* [Exercise]:
Starting at the line that contains "Q: Point out each instance of the waterfront", restate each line word for word through the final line of the data, keeping both ends.

***** Data

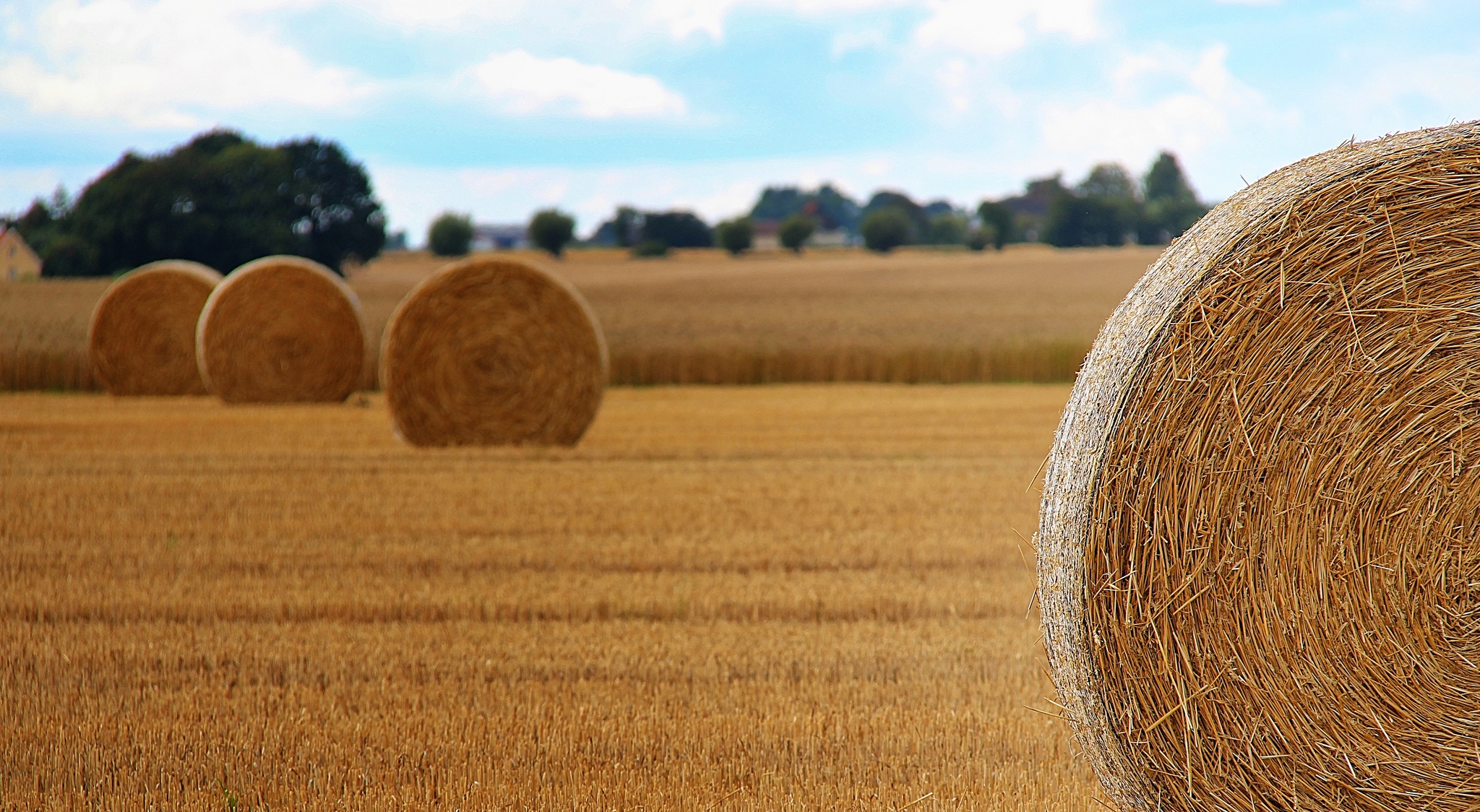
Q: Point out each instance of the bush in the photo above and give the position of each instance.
(650, 249)
(736, 236)
(983, 236)
(885, 230)
(450, 234)
(999, 217)
(946, 230)
(795, 231)
(551, 230)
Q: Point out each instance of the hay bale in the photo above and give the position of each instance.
(1260, 549)
(494, 353)
(282, 329)
(142, 332)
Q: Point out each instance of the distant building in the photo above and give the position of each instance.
(499, 237)
(17, 259)
(767, 240)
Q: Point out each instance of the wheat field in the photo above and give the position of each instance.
(702, 317)
(726, 598)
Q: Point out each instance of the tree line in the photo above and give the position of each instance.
(220, 199)
(223, 199)
(1107, 207)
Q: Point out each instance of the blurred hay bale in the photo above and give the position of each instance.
(491, 353)
(142, 332)
(282, 329)
(1258, 550)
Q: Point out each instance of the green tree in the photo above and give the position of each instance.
(551, 230)
(335, 212)
(1171, 204)
(983, 236)
(450, 234)
(223, 200)
(885, 230)
(679, 230)
(795, 231)
(1101, 210)
(650, 249)
(736, 236)
(999, 217)
(946, 230)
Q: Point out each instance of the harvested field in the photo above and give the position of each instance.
(700, 317)
(782, 597)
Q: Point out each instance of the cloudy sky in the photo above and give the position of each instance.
(499, 107)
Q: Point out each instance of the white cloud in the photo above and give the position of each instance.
(998, 27)
(168, 64)
(1204, 107)
(715, 190)
(522, 85)
(410, 15)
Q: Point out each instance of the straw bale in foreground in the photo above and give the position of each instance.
(490, 353)
(142, 332)
(282, 329)
(1260, 549)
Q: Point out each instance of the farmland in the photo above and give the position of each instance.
(700, 317)
(724, 598)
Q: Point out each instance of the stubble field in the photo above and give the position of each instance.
(724, 598)
(702, 317)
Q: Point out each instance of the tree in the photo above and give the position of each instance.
(1171, 206)
(999, 217)
(220, 199)
(551, 230)
(650, 249)
(913, 212)
(827, 207)
(885, 230)
(1101, 210)
(983, 236)
(335, 213)
(450, 234)
(795, 231)
(736, 236)
(946, 230)
(679, 230)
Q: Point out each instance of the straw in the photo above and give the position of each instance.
(1258, 549)
(142, 332)
(494, 353)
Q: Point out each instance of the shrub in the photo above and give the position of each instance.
(885, 230)
(650, 249)
(551, 230)
(983, 236)
(450, 234)
(946, 230)
(795, 231)
(736, 236)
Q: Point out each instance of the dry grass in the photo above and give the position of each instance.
(799, 597)
(1026, 314)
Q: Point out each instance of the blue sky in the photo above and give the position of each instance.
(499, 107)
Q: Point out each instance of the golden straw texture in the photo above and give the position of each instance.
(491, 353)
(282, 329)
(1258, 549)
(142, 330)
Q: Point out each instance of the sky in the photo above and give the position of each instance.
(502, 107)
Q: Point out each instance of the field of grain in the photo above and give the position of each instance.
(757, 598)
(700, 317)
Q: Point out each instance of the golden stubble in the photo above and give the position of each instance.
(783, 597)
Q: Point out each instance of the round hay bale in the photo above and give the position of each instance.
(494, 353)
(282, 329)
(142, 332)
(1260, 539)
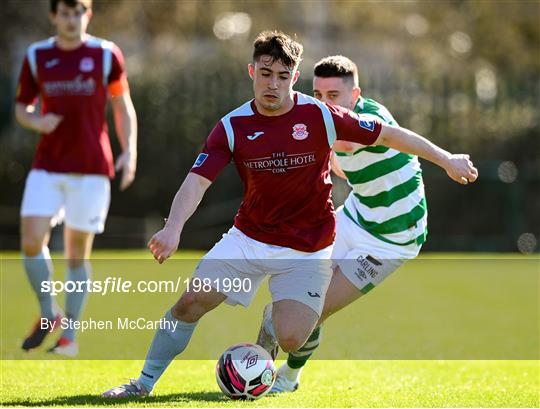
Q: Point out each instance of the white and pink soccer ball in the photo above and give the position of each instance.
(245, 371)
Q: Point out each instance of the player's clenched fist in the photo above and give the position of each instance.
(461, 169)
(49, 122)
(164, 243)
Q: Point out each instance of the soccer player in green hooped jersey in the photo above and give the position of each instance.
(383, 222)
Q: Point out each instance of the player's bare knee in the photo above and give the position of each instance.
(31, 245)
(190, 307)
(291, 342)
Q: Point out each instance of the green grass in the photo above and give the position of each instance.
(324, 384)
(447, 331)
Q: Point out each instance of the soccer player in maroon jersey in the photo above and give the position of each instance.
(280, 143)
(73, 74)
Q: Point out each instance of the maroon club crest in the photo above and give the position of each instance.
(300, 132)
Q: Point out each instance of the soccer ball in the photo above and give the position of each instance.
(245, 371)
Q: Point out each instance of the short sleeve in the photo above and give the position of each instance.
(27, 88)
(215, 154)
(351, 127)
(117, 81)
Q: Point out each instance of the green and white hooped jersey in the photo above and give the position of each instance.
(387, 198)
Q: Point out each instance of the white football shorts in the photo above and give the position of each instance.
(365, 260)
(293, 274)
(82, 200)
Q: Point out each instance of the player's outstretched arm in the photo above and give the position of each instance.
(125, 121)
(165, 242)
(458, 166)
(27, 116)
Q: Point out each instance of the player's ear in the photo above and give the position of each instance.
(296, 75)
(52, 18)
(357, 91)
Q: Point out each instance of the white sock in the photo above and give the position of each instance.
(292, 374)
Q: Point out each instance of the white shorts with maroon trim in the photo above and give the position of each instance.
(237, 265)
(83, 200)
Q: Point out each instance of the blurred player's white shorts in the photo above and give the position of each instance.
(293, 275)
(83, 200)
(365, 260)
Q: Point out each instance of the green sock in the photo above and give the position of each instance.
(298, 359)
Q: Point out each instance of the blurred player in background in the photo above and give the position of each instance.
(383, 222)
(280, 143)
(73, 75)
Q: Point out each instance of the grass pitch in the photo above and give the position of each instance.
(450, 308)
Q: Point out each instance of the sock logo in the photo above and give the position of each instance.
(147, 375)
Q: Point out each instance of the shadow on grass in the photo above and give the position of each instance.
(93, 400)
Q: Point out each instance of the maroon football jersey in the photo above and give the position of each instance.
(283, 162)
(73, 84)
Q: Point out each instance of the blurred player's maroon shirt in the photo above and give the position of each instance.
(283, 162)
(74, 84)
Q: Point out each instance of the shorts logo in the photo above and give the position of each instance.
(200, 160)
(52, 63)
(300, 132)
(86, 64)
(366, 266)
(367, 124)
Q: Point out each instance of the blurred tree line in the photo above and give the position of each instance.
(466, 74)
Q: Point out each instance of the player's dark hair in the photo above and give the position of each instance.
(87, 4)
(337, 66)
(279, 46)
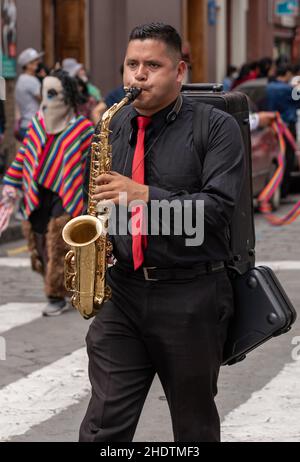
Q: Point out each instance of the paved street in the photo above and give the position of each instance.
(44, 388)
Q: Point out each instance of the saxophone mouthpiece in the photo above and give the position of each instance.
(132, 93)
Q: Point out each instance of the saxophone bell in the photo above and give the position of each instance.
(87, 261)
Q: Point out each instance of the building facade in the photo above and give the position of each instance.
(95, 32)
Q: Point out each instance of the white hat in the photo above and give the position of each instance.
(71, 66)
(28, 55)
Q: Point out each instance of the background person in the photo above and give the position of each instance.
(48, 171)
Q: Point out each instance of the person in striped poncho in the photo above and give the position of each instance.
(48, 170)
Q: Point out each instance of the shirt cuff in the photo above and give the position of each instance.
(254, 122)
(158, 194)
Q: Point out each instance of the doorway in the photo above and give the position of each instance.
(64, 24)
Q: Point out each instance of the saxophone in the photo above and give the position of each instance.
(86, 262)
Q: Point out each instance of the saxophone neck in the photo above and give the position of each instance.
(130, 96)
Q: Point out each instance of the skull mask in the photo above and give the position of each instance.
(56, 112)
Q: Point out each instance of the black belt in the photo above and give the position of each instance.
(168, 274)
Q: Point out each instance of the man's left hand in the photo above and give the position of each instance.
(110, 185)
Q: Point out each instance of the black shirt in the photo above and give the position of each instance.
(173, 171)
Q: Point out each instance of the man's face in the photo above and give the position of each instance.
(52, 94)
(157, 70)
(33, 65)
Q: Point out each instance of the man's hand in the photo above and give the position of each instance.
(110, 185)
(266, 118)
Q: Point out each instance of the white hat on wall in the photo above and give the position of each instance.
(28, 55)
(71, 66)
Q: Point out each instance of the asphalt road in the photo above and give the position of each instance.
(44, 389)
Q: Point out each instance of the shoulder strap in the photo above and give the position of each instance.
(202, 113)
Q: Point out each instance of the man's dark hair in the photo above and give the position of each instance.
(70, 87)
(158, 31)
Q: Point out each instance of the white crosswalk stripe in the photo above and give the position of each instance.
(271, 414)
(43, 394)
(17, 314)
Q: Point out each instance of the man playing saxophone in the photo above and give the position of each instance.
(171, 302)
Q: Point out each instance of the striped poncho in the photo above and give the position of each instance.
(54, 161)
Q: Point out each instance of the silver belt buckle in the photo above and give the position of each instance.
(146, 274)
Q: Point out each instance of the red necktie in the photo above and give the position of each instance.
(139, 241)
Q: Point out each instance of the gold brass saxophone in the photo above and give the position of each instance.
(86, 262)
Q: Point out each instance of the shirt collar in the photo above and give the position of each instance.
(157, 120)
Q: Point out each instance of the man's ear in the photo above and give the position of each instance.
(181, 71)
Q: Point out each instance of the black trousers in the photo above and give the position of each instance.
(175, 329)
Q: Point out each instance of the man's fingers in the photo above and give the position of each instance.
(106, 178)
(106, 196)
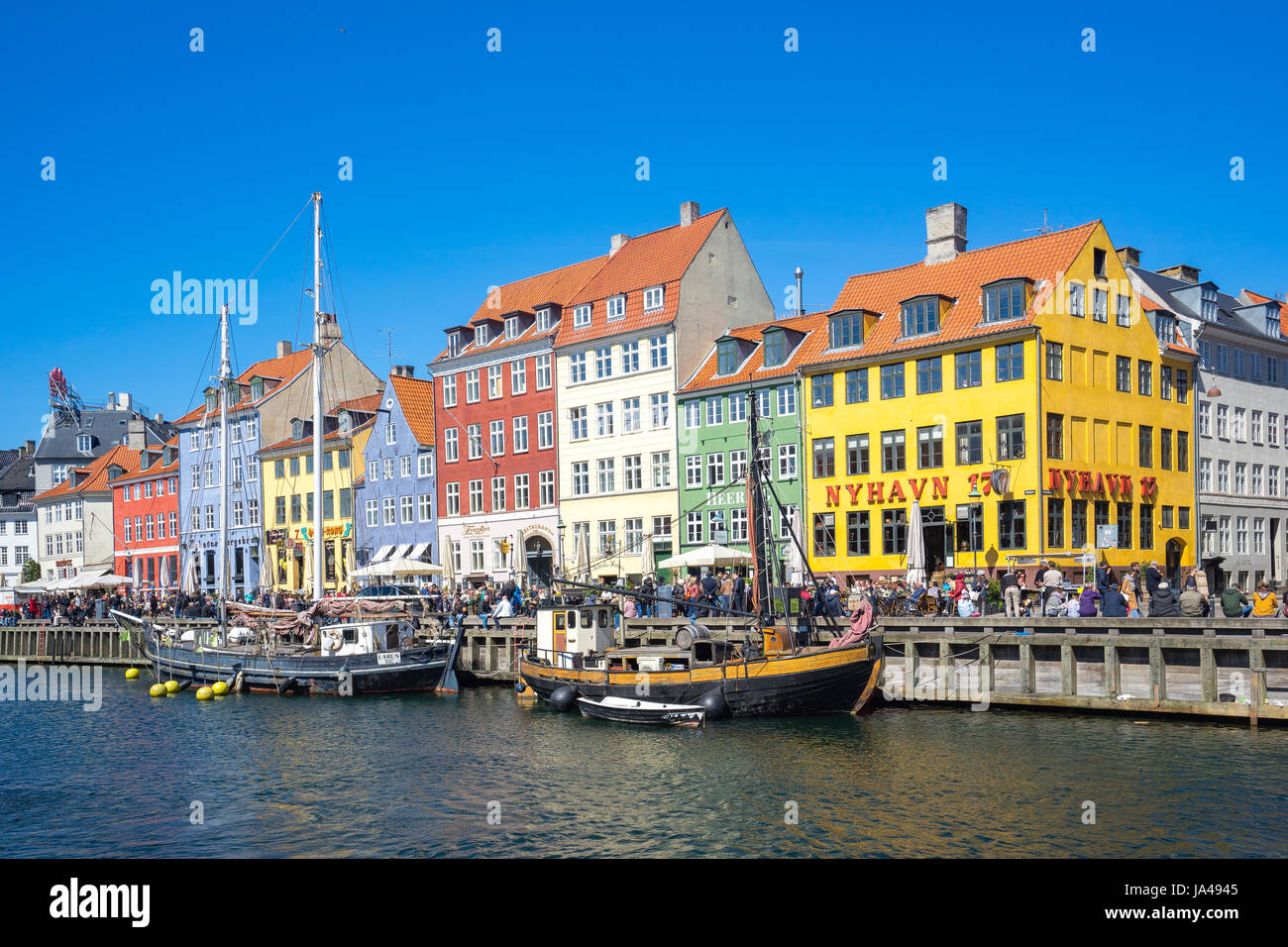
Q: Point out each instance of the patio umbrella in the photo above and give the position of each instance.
(915, 547)
(795, 543)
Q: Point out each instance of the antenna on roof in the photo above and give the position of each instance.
(389, 333)
(1046, 227)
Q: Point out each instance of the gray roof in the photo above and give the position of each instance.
(107, 428)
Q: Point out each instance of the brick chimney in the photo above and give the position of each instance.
(1181, 272)
(945, 232)
(1128, 256)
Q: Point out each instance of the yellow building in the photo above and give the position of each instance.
(288, 486)
(1018, 394)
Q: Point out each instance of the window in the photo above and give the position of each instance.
(1004, 302)
(581, 478)
(820, 390)
(919, 316)
(969, 368)
(894, 532)
(545, 431)
(1055, 437)
(824, 458)
(1055, 361)
(824, 534)
(1010, 525)
(857, 455)
(1010, 437)
(930, 375)
(893, 457)
(845, 330)
(855, 385)
(786, 462)
(970, 442)
(930, 446)
(1010, 361)
(892, 380)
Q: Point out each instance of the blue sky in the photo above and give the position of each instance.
(476, 167)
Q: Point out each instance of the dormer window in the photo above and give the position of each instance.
(726, 357)
(919, 316)
(1005, 300)
(845, 330)
(776, 348)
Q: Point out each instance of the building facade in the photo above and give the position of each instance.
(287, 475)
(638, 326)
(397, 493)
(751, 364)
(1241, 421)
(494, 408)
(146, 514)
(1016, 395)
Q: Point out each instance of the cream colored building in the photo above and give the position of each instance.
(631, 333)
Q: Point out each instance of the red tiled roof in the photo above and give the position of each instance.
(1037, 258)
(416, 397)
(814, 325)
(652, 260)
(95, 480)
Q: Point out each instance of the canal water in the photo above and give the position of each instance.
(477, 775)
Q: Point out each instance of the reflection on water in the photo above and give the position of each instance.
(420, 776)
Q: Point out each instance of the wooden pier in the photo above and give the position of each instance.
(1215, 668)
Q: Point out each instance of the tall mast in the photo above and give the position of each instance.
(318, 587)
(224, 379)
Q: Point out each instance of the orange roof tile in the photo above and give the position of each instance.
(416, 397)
(1037, 258)
(652, 260)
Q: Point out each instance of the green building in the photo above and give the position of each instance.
(711, 412)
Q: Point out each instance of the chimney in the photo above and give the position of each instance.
(1128, 256)
(1181, 272)
(945, 232)
(136, 436)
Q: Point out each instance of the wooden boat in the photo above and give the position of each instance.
(621, 710)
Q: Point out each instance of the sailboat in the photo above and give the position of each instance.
(579, 664)
(342, 646)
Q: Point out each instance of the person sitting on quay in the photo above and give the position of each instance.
(1089, 602)
(1163, 603)
(1234, 603)
(1263, 602)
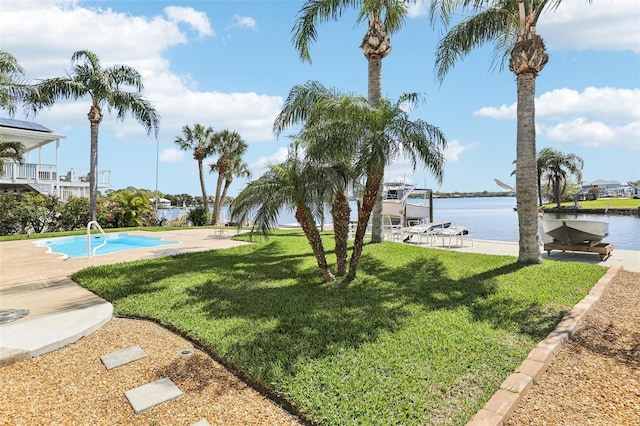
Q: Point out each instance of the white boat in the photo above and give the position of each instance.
(405, 204)
(576, 231)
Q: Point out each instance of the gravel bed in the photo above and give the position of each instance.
(71, 386)
(594, 379)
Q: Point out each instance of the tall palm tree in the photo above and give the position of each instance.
(371, 136)
(13, 88)
(11, 149)
(200, 140)
(229, 146)
(511, 26)
(383, 17)
(293, 184)
(106, 88)
(238, 169)
(301, 107)
(387, 134)
(558, 167)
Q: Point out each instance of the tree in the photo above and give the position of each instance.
(12, 150)
(558, 167)
(370, 137)
(511, 25)
(13, 88)
(293, 184)
(130, 207)
(107, 88)
(230, 147)
(301, 107)
(238, 169)
(383, 17)
(200, 140)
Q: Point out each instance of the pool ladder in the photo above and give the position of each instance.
(97, 226)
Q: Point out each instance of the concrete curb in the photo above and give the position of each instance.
(31, 338)
(504, 402)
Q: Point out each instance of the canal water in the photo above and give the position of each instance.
(494, 218)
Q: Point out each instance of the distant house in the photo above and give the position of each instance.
(609, 188)
(36, 175)
(163, 203)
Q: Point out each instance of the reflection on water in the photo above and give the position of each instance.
(494, 218)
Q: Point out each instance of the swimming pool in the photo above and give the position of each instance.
(76, 246)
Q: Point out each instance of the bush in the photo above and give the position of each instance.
(198, 216)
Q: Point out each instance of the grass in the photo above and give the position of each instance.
(422, 336)
(602, 203)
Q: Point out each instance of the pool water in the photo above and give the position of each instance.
(76, 246)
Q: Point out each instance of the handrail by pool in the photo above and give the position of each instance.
(104, 236)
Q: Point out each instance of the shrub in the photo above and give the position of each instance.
(198, 216)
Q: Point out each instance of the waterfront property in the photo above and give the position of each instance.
(34, 174)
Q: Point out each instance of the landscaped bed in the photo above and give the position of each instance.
(421, 336)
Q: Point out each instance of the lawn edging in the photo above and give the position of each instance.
(504, 402)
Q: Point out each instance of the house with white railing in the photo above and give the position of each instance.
(35, 175)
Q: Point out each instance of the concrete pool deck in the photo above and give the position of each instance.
(61, 312)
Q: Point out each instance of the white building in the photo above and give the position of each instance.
(34, 174)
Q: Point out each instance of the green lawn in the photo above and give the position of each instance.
(422, 336)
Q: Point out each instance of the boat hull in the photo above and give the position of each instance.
(574, 231)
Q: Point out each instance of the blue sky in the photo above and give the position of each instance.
(230, 65)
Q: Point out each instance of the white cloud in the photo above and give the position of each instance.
(595, 134)
(455, 149)
(596, 117)
(44, 38)
(599, 25)
(171, 155)
(580, 25)
(196, 20)
(258, 166)
(244, 22)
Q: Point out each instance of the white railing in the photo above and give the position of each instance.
(97, 226)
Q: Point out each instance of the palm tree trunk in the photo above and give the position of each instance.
(205, 201)
(374, 96)
(368, 201)
(95, 117)
(305, 219)
(218, 199)
(526, 171)
(341, 212)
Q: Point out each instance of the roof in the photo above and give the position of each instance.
(32, 135)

**********

* [Problem solution]:
Q: Point out each instance of the waterfront property in the photo above and give the position of each instance.
(34, 174)
Q: Point out each instance of the landscaped bed in the photo above and give the position of each instance.
(421, 336)
Q: Point out each instance of the lawn edging in the photo above and give the position of each instance.
(504, 402)
Q: Point out each instance of the house with white railing in the photo above and give the position of each instance.
(35, 175)
Q: Point out each instance of the concrete pool deck in the photo above and give the position of each instance.
(61, 312)
Q: Point out each instance of the white building in the photo above and give the position of each instance.
(34, 174)
Q: Point out each instance of the green lawn in the photo above and give the position of each instance.
(422, 336)
Q: Point out each instance of the boat hull in the photo above and give the position of each instance.
(574, 231)
Q: Point out each instance of the blue sky in the photo above and give the position of each instance.
(230, 65)
Q: Point out each instance of the white cloud in the photo above and give the position of each instance.
(595, 134)
(455, 149)
(596, 117)
(44, 38)
(599, 25)
(171, 155)
(580, 25)
(196, 20)
(258, 166)
(244, 22)
Q: Point out each instance of the white railing in the photo above and give the position of each instance.
(97, 226)
Q: Point out each instance of the palm tree trunk in the photo above and give the position of each instance.
(205, 201)
(374, 96)
(368, 201)
(95, 117)
(305, 219)
(218, 199)
(526, 171)
(341, 212)
Q: Point out each instance of the roof in the photo above and give the position of each instance.
(32, 135)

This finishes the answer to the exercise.